Return the run of lines below that opens with the line containing "Give one point for each instance of the green bus door" and closes with the line containing "Give one point for each instance of the pink", keeping each one exact.

→ **RECORDS SHOWN**
☆ ☆ ☆ ☆ ☆
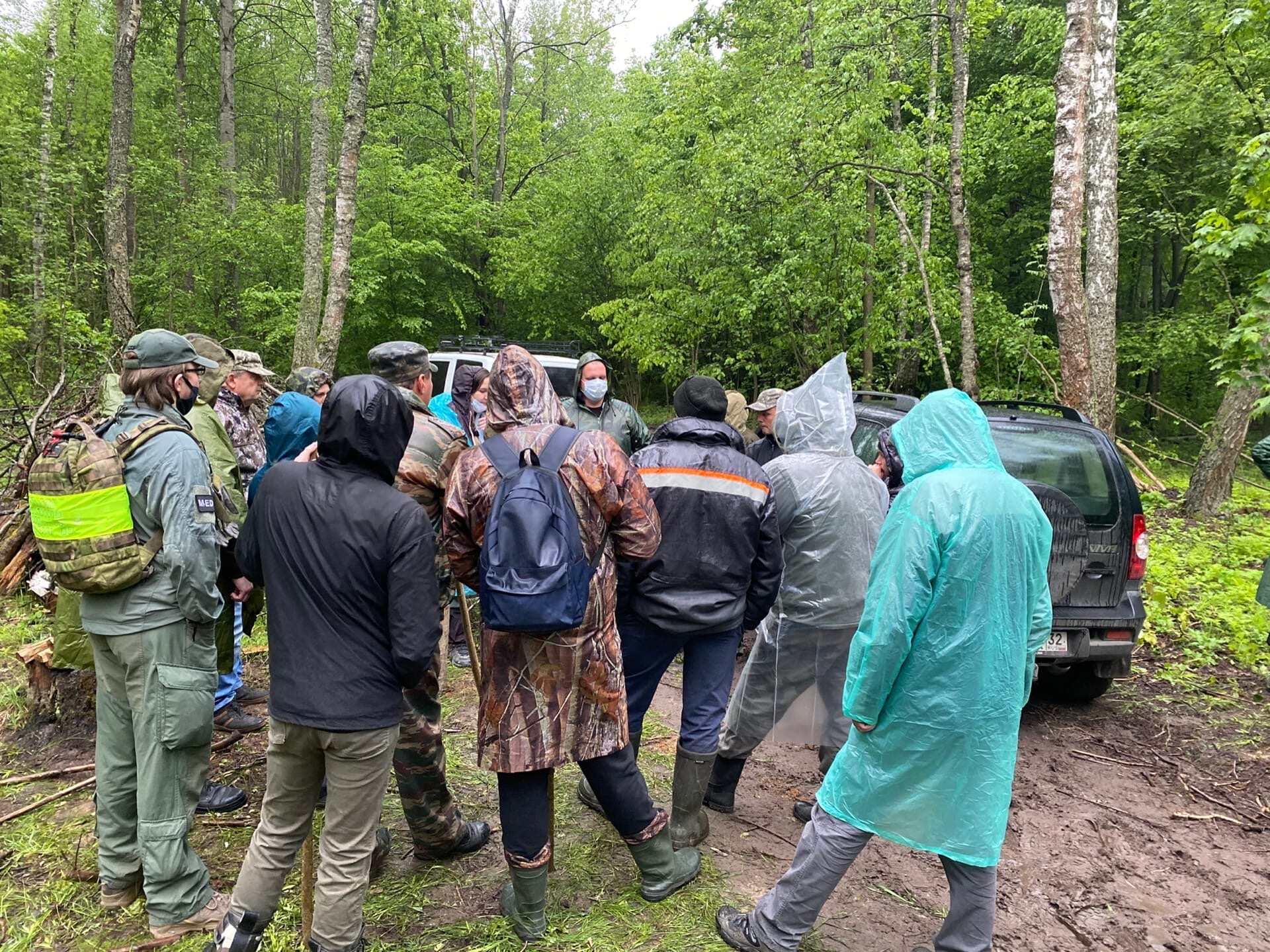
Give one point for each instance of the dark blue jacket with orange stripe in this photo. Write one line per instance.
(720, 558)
☆ ☆ ☆ ☆ ☆
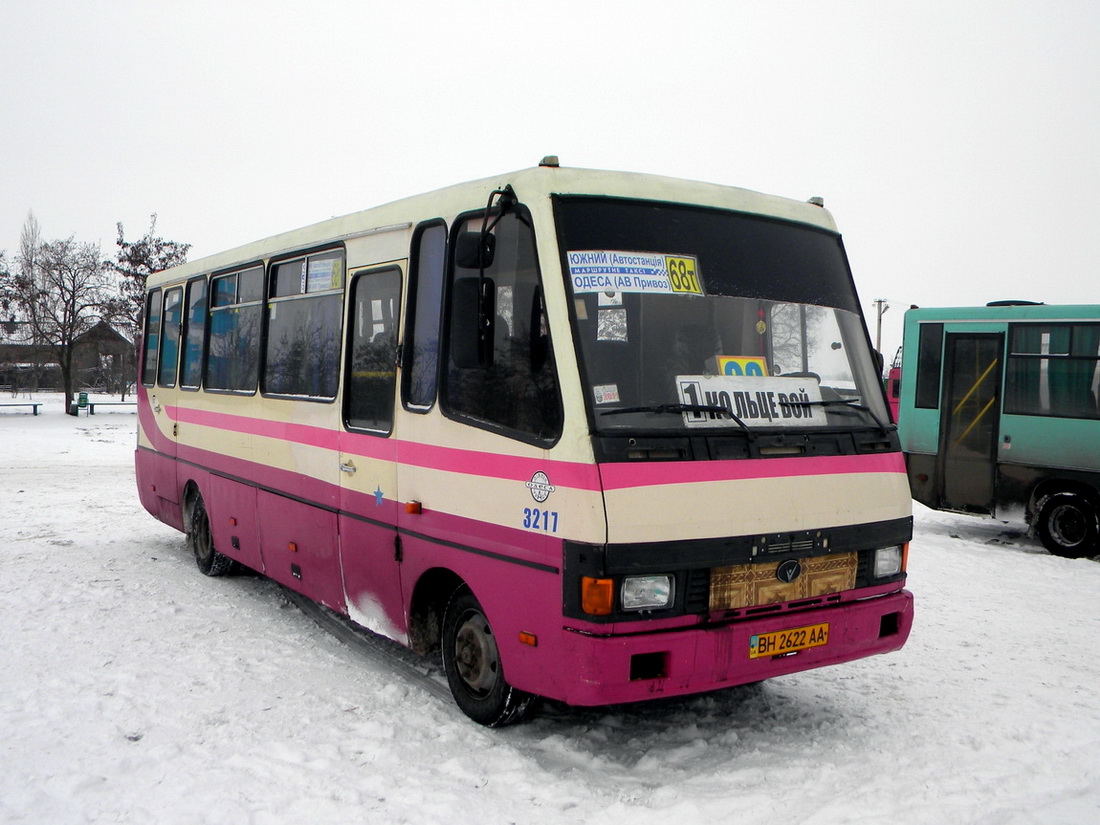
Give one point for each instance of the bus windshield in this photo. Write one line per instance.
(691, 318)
☆ ☆ ☆ ☆ ☆
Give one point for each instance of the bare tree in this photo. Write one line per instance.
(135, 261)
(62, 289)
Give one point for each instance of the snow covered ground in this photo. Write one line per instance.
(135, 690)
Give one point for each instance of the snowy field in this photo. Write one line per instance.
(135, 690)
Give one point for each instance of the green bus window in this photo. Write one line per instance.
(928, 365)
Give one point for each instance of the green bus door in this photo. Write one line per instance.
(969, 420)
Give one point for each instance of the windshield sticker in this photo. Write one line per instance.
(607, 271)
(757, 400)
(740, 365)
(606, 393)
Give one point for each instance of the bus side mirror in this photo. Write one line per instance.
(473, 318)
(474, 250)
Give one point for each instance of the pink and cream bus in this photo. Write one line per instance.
☆ ☆ ☆ ☆ ☆
→ **THE ANSWER**
Give one point for each instance of the green bus door in this photo. Write one line per instance.
(969, 420)
Give one point for each instance of the windshield sticker in this photo. Write one line per instance.
(607, 271)
(757, 400)
(740, 365)
(606, 393)
Give one point for each instance of the bus side mirror in this photo. Write one line per instance.
(473, 318)
(474, 250)
Give one point for each instance of the pink and cream bus in this photo. Write one line per instance.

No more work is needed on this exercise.